Pull out every line in the rows below that contains the string "water", and copy each one in full. Case counts: a match must have the same capital and lowercase letters.

◇ ◇ ◇ ◇

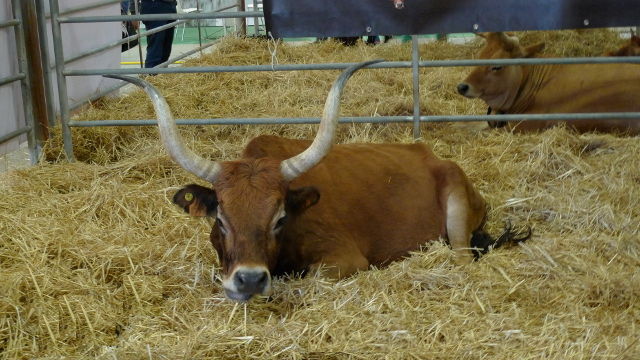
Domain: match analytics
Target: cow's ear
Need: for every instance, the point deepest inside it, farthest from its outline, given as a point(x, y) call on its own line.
point(197, 200)
point(301, 199)
point(533, 50)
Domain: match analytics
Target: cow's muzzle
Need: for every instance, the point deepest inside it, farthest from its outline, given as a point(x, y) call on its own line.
point(246, 282)
point(463, 88)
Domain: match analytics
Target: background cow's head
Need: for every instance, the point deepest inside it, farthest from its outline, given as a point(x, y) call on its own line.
point(399, 4)
point(497, 85)
point(632, 48)
point(250, 199)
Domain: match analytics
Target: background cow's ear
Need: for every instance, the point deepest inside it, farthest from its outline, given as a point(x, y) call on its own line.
point(301, 199)
point(197, 200)
point(533, 50)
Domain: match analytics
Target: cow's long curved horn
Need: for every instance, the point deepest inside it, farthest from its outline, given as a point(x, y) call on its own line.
point(205, 169)
point(297, 165)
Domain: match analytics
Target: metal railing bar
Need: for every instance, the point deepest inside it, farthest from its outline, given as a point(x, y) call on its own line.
point(364, 119)
point(122, 84)
point(415, 74)
point(63, 96)
point(12, 22)
point(14, 134)
point(85, 7)
point(43, 38)
point(121, 41)
point(152, 17)
point(10, 79)
point(225, 8)
point(342, 66)
point(33, 135)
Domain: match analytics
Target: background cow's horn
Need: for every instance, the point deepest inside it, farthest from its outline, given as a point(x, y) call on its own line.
point(206, 169)
point(297, 165)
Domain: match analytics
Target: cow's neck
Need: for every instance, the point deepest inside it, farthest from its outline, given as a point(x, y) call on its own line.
point(533, 78)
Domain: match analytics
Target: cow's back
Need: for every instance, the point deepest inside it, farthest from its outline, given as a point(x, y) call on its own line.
point(583, 88)
point(385, 197)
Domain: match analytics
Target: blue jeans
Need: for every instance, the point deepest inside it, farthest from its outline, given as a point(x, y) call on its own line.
point(159, 44)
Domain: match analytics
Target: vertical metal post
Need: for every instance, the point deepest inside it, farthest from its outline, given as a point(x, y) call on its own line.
point(36, 75)
point(241, 29)
point(62, 80)
point(415, 59)
point(199, 27)
point(255, 19)
point(137, 10)
point(46, 64)
point(25, 84)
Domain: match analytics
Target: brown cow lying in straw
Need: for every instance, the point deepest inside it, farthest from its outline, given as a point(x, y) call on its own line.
point(293, 205)
point(543, 89)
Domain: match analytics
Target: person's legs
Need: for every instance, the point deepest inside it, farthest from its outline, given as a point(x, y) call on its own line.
point(159, 44)
point(155, 44)
point(168, 43)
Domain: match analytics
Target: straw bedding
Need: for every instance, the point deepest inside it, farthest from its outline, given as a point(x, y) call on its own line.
point(97, 262)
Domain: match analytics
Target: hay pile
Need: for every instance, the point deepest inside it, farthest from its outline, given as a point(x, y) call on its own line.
point(97, 263)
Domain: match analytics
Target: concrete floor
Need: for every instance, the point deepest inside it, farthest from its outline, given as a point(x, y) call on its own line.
point(186, 39)
point(20, 158)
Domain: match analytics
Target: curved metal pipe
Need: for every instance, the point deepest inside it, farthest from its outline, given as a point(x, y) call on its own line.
point(297, 165)
point(190, 161)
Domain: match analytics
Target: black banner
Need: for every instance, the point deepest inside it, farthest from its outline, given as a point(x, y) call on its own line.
point(322, 18)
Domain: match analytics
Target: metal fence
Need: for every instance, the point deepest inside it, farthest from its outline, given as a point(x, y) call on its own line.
point(31, 127)
point(62, 72)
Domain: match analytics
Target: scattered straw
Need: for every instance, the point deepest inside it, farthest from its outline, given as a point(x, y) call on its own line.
point(97, 262)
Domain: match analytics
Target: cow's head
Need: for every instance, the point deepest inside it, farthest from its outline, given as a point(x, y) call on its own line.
point(497, 85)
point(631, 49)
point(250, 199)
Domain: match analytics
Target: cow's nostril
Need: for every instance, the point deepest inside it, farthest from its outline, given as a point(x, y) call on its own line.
point(253, 281)
point(463, 88)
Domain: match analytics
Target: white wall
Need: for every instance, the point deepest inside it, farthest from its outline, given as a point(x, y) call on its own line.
point(77, 38)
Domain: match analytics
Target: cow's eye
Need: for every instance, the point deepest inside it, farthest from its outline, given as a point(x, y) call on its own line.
point(220, 225)
point(280, 223)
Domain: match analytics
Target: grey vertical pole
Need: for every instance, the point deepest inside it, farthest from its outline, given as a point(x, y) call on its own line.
point(255, 19)
point(46, 62)
point(25, 84)
point(62, 80)
point(415, 59)
point(137, 10)
point(240, 22)
point(199, 27)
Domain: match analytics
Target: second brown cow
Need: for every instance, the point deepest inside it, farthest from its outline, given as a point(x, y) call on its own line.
point(544, 89)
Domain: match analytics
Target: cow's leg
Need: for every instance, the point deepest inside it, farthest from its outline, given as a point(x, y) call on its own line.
point(465, 212)
point(342, 263)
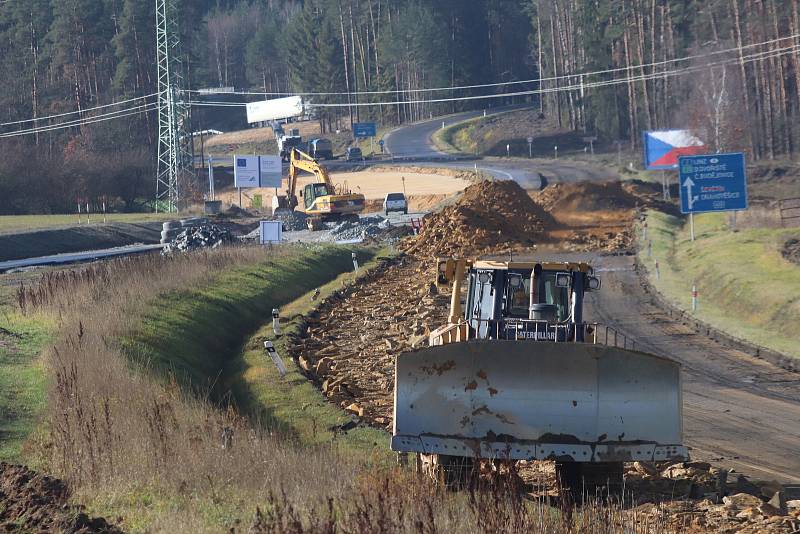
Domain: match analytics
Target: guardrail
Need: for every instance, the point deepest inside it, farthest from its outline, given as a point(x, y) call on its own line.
point(789, 208)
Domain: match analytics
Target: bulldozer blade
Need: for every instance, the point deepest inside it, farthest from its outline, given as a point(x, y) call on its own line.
point(538, 400)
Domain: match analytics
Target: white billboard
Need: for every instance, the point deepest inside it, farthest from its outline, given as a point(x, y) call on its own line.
point(271, 171)
point(246, 171)
point(278, 108)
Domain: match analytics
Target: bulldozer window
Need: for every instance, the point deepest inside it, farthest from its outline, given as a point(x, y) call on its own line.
point(550, 293)
point(518, 299)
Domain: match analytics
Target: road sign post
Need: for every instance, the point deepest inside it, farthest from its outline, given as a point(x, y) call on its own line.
point(710, 183)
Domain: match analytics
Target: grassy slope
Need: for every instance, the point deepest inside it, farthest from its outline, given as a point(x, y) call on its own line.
point(78, 238)
point(195, 332)
point(22, 380)
point(293, 403)
point(746, 288)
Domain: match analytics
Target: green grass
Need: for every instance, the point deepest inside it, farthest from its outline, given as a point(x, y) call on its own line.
point(16, 223)
point(23, 380)
point(746, 288)
point(293, 403)
point(194, 333)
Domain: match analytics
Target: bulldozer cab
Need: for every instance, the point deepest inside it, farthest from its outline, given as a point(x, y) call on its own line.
point(311, 192)
point(517, 374)
point(528, 301)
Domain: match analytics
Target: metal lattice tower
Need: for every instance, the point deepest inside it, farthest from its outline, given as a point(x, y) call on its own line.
point(173, 111)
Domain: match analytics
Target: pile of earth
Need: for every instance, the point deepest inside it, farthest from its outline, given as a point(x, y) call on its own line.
point(293, 221)
point(791, 250)
point(30, 502)
point(586, 196)
point(488, 217)
point(198, 237)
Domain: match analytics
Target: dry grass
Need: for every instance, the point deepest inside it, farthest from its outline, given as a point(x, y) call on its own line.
point(135, 444)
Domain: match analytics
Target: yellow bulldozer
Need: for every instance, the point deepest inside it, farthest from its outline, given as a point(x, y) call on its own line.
point(322, 201)
point(517, 374)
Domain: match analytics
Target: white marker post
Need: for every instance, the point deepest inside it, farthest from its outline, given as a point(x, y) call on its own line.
point(276, 321)
point(276, 359)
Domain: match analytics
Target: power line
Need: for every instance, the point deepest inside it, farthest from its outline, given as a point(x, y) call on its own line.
point(82, 122)
point(88, 110)
point(573, 87)
point(536, 80)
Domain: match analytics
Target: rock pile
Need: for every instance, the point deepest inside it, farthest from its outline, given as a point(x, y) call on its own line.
point(364, 228)
point(353, 340)
point(292, 220)
point(488, 217)
point(197, 237)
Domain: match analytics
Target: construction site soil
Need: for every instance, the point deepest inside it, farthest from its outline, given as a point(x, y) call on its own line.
point(351, 342)
point(31, 502)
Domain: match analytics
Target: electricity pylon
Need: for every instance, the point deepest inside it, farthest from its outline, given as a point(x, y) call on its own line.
point(173, 110)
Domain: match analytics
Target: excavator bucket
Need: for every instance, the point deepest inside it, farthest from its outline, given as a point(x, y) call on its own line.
point(538, 400)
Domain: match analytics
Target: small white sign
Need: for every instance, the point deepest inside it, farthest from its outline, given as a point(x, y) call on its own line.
point(271, 232)
point(277, 108)
point(245, 171)
point(271, 171)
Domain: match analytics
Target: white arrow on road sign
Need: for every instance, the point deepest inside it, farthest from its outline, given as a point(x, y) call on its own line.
point(688, 184)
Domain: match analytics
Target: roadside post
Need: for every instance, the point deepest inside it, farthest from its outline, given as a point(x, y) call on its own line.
point(276, 321)
point(276, 359)
point(590, 139)
point(712, 183)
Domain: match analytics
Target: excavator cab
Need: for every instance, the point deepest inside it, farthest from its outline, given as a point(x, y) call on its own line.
point(312, 192)
point(518, 374)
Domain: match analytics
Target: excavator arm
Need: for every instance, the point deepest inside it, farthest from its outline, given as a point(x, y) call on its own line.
point(300, 161)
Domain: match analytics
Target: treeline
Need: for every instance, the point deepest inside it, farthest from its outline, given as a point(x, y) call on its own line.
point(734, 94)
point(61, 56)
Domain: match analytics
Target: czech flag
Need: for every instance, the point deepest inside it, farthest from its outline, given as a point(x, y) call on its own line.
point(663, 148)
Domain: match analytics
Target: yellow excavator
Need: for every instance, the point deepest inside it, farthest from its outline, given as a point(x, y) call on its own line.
point(322, 201)
point(518, 374)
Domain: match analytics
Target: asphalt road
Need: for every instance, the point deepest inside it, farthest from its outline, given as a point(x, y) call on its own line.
point(413, 143)
point(739, 411)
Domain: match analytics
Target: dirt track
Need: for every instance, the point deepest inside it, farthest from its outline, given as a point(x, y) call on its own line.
point(739, 411)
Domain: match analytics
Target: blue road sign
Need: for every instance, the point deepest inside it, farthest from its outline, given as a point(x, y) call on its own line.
point(364, 129)
point(715, 182)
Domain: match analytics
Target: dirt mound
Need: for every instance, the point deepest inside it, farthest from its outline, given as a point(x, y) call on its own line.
point(791, 250)
point(489, 216)
point(30, 502)
point(585, 196)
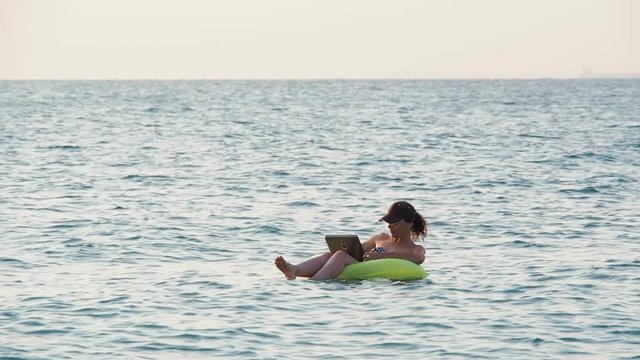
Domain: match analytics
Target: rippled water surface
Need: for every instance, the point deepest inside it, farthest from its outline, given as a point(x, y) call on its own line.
point(141, 219)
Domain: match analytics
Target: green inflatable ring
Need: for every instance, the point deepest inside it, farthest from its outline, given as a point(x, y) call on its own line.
point(394, 269)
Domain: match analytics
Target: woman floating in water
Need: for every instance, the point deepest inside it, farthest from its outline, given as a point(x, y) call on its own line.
point(405, 224)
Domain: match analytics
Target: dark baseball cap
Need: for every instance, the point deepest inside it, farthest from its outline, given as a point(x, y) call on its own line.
point(399, 210)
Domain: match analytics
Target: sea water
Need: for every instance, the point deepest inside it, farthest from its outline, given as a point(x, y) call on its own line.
point(140, 219)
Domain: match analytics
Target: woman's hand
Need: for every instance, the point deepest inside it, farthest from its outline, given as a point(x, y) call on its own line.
point(372, 256)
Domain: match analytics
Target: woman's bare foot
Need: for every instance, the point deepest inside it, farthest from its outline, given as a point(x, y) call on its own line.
point(290, 271)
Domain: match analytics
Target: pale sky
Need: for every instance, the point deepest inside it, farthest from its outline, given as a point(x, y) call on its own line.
point(311, 39)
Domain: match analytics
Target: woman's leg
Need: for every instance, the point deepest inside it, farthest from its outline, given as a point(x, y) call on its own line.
point(334, 266)
point(307, 268)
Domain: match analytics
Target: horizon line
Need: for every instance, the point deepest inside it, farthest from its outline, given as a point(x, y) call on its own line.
point(634, 76)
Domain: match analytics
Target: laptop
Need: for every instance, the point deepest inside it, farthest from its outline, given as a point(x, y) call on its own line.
point(349, 243)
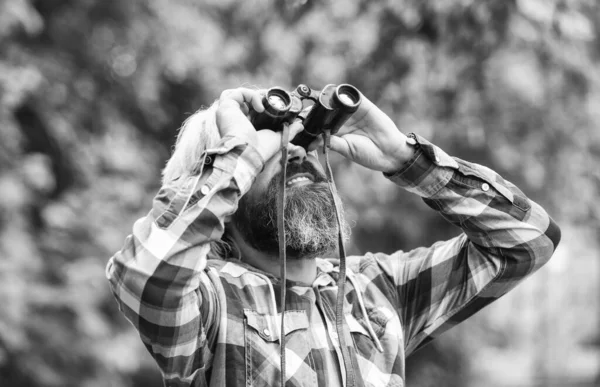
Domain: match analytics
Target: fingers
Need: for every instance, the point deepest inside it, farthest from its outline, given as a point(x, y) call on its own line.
point(340, 145)
point(317, 143)
point(295, 128)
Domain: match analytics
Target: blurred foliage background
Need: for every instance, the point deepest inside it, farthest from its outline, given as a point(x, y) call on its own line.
point(92, 94)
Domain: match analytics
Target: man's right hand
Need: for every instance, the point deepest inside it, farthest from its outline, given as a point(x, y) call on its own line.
point(232, 120)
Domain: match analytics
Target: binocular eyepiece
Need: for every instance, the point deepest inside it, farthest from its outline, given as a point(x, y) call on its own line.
point(330, 109)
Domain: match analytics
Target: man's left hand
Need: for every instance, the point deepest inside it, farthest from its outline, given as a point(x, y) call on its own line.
point(371, 139)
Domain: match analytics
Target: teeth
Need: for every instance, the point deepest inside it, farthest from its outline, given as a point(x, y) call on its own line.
point(297, 179)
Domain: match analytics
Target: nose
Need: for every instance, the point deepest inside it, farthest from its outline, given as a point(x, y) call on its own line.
point(296, 154)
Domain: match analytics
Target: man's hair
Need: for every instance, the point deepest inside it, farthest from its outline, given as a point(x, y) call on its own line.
point(198, 133)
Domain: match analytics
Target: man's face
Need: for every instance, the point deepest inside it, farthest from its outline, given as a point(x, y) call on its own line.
point(310, 222)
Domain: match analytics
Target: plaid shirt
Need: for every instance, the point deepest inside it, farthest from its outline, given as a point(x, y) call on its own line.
point(215, 322)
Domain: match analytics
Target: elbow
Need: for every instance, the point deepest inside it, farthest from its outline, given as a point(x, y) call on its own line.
point(553, 233)
point(551, 237)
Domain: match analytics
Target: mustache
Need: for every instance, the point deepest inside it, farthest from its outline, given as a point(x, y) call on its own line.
point(305, 167)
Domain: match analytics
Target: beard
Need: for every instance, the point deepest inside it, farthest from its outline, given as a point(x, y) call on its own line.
point(311, 228)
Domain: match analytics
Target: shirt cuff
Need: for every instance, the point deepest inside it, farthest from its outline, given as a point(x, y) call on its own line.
point(428, 171)
point(239, 159)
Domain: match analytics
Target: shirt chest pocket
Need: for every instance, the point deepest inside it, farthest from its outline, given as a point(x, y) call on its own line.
point(263, 360)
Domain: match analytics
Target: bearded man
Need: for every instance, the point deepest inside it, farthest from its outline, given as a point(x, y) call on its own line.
point(199, 276)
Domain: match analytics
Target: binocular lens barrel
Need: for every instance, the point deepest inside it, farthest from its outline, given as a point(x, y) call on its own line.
point(347, 96)
point(277, 102)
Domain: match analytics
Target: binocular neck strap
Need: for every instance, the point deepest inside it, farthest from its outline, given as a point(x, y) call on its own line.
point(285, 138)
point(341, 282)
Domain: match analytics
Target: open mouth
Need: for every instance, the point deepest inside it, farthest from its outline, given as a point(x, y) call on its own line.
point(299, 179)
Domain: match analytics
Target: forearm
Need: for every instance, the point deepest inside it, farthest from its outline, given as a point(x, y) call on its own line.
point(493, 213)
point(506, 237)
point(157, 278)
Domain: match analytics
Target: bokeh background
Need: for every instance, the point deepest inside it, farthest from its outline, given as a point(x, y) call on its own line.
point(92, 93)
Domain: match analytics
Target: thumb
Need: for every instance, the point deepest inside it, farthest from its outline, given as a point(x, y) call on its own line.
point(340, 145)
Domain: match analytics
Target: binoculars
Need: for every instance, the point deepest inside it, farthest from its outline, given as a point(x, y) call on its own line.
point(323, 110)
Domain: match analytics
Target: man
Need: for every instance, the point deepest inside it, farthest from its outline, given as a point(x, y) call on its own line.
point(199, 277)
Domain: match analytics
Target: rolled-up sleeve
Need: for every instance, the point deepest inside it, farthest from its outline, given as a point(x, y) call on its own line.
point(506, 237)
point(158, 276)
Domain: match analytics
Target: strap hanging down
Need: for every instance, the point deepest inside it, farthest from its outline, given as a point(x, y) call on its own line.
point(285, 138)
point(339, 307)
point(341, 283)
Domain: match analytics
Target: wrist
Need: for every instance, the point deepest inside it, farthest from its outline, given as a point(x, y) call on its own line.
point(404, 152)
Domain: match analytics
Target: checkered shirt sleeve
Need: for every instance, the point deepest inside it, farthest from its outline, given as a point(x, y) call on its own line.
point(158, 277)
point(505, 238)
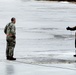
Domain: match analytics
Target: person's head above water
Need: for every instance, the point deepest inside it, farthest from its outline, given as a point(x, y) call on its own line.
point(13, 20)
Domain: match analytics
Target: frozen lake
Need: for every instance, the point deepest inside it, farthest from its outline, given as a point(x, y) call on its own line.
point(42, 37)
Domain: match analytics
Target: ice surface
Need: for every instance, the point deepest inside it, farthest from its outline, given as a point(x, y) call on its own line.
point(44, 46)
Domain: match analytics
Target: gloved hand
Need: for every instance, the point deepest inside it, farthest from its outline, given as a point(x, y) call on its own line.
point(68, 28)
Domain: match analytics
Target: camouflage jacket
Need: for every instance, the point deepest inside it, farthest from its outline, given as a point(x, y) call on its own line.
point(10, 29)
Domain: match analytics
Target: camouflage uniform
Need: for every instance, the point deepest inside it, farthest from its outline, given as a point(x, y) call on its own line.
point(10, 29)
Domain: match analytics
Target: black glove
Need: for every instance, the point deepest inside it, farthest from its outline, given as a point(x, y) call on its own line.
point(68, 28)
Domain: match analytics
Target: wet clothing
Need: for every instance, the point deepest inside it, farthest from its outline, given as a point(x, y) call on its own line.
point(10, 31)
point(72, 29)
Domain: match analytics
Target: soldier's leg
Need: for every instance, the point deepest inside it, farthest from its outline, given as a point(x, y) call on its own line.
point(7, 49)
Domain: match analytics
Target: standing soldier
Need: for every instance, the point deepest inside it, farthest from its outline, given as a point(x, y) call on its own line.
point(72, 29)
point(10, 31)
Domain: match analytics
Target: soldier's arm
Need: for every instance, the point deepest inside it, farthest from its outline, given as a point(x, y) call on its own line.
point(13, 30)
point(71, 28)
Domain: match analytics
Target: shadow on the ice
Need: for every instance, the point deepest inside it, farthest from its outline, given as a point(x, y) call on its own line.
point(44, 60)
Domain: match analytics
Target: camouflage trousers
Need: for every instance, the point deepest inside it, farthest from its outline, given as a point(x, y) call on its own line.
point(10, 47)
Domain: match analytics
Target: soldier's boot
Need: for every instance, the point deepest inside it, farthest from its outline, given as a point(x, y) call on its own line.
point(7, 57)
point(12, 58)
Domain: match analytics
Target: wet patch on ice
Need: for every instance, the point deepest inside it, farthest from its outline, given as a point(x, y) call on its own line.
point(45, 60)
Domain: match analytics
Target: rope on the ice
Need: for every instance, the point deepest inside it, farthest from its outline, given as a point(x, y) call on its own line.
point(45, 65)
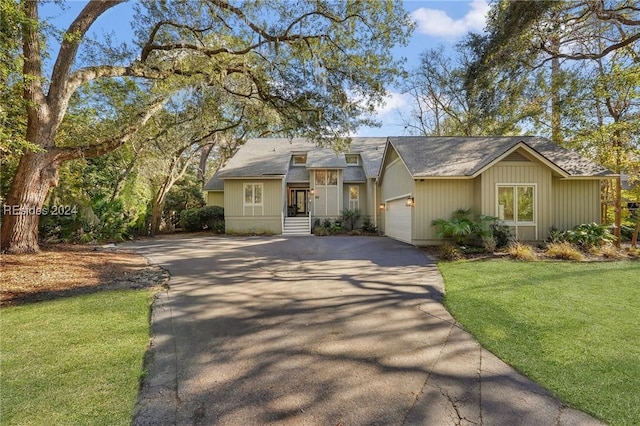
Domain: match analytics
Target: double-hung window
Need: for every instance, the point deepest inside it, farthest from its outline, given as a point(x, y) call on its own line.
point(253, 198)
point(517, 203)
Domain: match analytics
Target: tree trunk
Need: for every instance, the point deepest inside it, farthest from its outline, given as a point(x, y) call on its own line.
point(36, 173)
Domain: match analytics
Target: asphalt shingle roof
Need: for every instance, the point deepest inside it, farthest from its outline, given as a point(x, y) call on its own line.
point(214, 184)
point(271, 157)
point(465, 156)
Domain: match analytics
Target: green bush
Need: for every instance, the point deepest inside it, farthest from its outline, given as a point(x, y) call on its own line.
point(351, 217)
point(585, 236)
point(198, 219)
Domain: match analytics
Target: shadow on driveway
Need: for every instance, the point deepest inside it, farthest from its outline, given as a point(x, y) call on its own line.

◇ ◇ ◇ ◇

> [Task answer]:
Target: rippled water surface
Target: woman floating in water
Target: sea water
Target: person's head above water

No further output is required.